Paper tiger no more: OSHA hits nursing homes, physician offices for lax infection control

Some health care employers are failing to take even the most basic steps to protect against bloodborne pathogen exposures, and the U.S. Occupational Safety and Health Administration is beginning to take notice.

In 85 inspections last year of doctors’ offices, OSHA issued more than $235,000 in fines for violations of the Bloodborne Pathogen Standard. Hospitals are cited more often for violations of that standard than for any other violation. And OSHA has targeted bloodborne pathogen compliance in its National Emphasis Program on nursing homes. In 2012, 47 nursing homes received $132,000 in fines.

“We really are looking at these issues and we will cite people who are not complying,” says Dionne Williams, MPH, director of OSHA’s Office of Health Enforcement.

The number of OSHA inspections is small compared to the scope of the health care workforce. There are about 5,700 hospitals, 16,000 nursing homes and about 50,000 multi-physician offices in the United States. But when inspectors target health care, they often find that employers fail to adequately train employees or update their exposure control plans. In some cases, they aren’t even providing safety-engineered devices.

Referring expression pointing data:
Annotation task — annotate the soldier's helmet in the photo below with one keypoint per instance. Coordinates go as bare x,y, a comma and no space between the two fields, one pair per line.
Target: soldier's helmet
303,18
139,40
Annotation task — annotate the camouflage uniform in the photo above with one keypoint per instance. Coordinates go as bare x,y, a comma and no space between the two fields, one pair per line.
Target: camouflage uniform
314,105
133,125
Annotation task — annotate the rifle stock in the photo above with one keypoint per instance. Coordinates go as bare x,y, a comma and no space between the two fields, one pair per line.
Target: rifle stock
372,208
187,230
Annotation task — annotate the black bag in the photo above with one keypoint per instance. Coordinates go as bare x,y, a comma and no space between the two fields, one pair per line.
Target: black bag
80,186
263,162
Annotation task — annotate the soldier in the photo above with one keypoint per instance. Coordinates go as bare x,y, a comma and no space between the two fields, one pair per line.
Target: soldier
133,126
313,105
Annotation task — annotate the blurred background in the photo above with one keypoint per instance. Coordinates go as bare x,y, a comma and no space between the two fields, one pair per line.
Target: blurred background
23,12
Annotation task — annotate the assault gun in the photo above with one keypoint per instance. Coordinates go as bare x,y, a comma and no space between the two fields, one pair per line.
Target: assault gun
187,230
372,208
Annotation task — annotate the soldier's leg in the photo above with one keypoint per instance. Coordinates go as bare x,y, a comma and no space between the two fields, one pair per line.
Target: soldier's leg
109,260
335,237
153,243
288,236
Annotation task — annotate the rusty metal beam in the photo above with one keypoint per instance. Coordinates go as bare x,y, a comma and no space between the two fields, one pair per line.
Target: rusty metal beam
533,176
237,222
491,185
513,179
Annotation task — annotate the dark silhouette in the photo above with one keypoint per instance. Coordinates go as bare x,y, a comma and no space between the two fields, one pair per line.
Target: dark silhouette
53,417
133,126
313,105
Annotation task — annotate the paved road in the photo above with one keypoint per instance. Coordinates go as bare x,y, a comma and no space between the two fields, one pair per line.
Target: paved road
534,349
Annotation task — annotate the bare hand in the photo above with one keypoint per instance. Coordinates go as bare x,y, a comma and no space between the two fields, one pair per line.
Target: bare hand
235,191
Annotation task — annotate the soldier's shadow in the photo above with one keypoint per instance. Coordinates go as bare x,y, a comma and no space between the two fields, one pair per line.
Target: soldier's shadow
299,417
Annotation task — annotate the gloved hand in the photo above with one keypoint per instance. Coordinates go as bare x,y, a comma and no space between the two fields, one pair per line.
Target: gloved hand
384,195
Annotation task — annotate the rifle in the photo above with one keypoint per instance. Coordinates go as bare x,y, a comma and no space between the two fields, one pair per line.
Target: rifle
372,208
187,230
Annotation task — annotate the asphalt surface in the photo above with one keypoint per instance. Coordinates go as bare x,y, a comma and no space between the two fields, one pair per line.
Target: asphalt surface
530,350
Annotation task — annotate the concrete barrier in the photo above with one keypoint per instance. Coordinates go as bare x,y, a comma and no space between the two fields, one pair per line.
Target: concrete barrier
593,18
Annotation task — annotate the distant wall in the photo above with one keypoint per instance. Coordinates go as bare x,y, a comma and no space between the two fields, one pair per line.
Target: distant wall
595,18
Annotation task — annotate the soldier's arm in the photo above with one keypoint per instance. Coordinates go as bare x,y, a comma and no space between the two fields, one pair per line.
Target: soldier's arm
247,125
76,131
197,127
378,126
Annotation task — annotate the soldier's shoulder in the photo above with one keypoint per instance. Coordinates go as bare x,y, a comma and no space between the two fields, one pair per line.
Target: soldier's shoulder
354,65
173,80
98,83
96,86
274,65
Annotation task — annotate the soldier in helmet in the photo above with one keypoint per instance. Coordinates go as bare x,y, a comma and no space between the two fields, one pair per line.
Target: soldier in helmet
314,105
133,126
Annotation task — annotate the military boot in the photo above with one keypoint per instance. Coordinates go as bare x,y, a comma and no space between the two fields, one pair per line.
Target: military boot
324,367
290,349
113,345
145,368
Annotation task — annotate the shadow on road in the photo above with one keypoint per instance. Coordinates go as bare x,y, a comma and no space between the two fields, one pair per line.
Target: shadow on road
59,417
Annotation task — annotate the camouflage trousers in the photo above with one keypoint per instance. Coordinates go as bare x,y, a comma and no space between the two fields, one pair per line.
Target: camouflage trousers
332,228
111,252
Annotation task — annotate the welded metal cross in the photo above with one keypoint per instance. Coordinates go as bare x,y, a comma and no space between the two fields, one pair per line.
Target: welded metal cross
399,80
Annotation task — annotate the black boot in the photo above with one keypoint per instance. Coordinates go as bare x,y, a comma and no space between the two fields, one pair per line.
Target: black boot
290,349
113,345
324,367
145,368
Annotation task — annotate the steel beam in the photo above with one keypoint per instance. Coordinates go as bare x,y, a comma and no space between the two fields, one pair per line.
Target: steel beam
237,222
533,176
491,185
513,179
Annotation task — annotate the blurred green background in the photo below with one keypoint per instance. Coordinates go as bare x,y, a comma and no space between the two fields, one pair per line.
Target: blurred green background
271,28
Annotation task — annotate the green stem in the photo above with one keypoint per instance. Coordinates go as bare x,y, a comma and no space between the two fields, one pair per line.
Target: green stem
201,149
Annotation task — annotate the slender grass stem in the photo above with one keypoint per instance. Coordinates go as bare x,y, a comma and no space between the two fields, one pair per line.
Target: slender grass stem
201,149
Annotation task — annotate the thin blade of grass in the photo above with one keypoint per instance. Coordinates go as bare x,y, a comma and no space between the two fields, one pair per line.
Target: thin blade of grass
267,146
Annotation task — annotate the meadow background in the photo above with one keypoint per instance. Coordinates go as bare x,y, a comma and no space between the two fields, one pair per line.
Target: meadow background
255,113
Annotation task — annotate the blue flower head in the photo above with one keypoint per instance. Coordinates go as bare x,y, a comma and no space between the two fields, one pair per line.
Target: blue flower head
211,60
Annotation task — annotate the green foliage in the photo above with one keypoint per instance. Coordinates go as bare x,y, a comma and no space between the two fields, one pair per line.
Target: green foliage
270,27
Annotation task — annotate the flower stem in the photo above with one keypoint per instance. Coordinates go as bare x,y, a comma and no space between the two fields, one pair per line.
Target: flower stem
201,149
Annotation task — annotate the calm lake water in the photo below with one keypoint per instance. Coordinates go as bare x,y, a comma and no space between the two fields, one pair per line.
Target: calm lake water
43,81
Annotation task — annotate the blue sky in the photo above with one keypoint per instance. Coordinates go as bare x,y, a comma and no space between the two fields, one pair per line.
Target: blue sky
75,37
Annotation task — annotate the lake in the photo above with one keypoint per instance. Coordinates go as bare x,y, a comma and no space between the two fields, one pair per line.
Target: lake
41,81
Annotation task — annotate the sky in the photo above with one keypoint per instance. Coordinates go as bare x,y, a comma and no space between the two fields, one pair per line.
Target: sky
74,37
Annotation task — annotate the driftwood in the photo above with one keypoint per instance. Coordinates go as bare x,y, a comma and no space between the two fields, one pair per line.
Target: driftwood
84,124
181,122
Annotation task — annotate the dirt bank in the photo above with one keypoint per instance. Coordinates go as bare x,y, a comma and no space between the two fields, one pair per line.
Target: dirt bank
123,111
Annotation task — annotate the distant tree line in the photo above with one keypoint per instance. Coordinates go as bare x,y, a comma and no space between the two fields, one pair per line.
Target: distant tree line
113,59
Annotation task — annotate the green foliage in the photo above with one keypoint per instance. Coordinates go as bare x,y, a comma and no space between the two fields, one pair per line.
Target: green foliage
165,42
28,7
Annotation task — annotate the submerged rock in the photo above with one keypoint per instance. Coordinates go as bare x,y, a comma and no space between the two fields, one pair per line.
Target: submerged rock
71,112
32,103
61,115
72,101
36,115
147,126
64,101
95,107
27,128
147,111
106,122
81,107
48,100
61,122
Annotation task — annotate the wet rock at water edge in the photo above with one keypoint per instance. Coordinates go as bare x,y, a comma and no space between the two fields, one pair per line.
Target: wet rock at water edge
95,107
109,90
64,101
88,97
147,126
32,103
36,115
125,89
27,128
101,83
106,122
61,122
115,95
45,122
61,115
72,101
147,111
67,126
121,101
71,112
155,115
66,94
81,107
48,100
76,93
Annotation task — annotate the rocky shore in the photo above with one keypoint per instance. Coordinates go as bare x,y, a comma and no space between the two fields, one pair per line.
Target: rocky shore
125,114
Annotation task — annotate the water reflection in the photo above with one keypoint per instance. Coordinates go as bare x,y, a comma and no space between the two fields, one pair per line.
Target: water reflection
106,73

**Exercise tasks**
• a. Answer these questions from the OSHA article:
(i) How much in fines did OSHA issue in its 85 inspections of doctors' offices last year?
(ii) Who is the director of OSHA's Office of Health Enforcement?
(iii) How many nursing homes are there in the United States?
• b. Please print the OSHA article from "Paper tiger no" to "received $132,000 in fines.".
• c. Carry on the OSHA article from its last sentence.
The listing has no connection to the OSHA article.

**Responses for each task**
• a.
(i) More than $235,000
(ii) Dionne Williams, MPH
(iii) 16,000

• b.
Paper tiger no more: OSHA hits nursing homes, physician offices for lax infection control

Some health care employers are failing to take even the most basic steps to protect against bloodborne pathogen exposures, and the U.S. Occupational Safety and Health Administration is beginning to take notice.

In 85 inspections last year of doctors’ offices, OSHA issued more than $235,000 in fines for violations of the Bloodborne Pathogen Standard. Hospitals are cited more often for violations of that standard than for any other violation. And OSHA has targeted bloodborne pathogen compliance in its National Emphasis Program on nursing homes. In 2012, 47 nursing homes received $132,000 in fines.

• c.
The Pittsburgh area office of OSHA conducted 10 special inspections in a year-long local emphasis program on health care that ended in September 2012. Inspectors cited a hospital and an allergy clinic for failing to offer the hepatitis B vaccine to all employees at risk. An ambulatory surgery center and a doctor’s office weren’t using safety-engineered devices. Sharps containers were overfilled or unsafe, OSHA said.

“It’s very difficult to believe that anyone running a hospital or a clinic would not have these [bloodborne pathogen] rules well-documented and have familiarity with them,” says Janine Jagger, PhD, MPH, director of the International Health Care Worker Safety Center at the University of Virginia in Charlottesville. “I think it’s just a question of doing the easiest thing if no one is looking.”

Jagger and other sharps safety experts have long expressed concern about compliance with the Bloodborne Pathogen Standard in non-hospital settings. “OSHA is well aware that there are risks that are not being properly addressed in doctors’ offices and non-hospital facilities, and they’re turning their attention in that direction,” she says.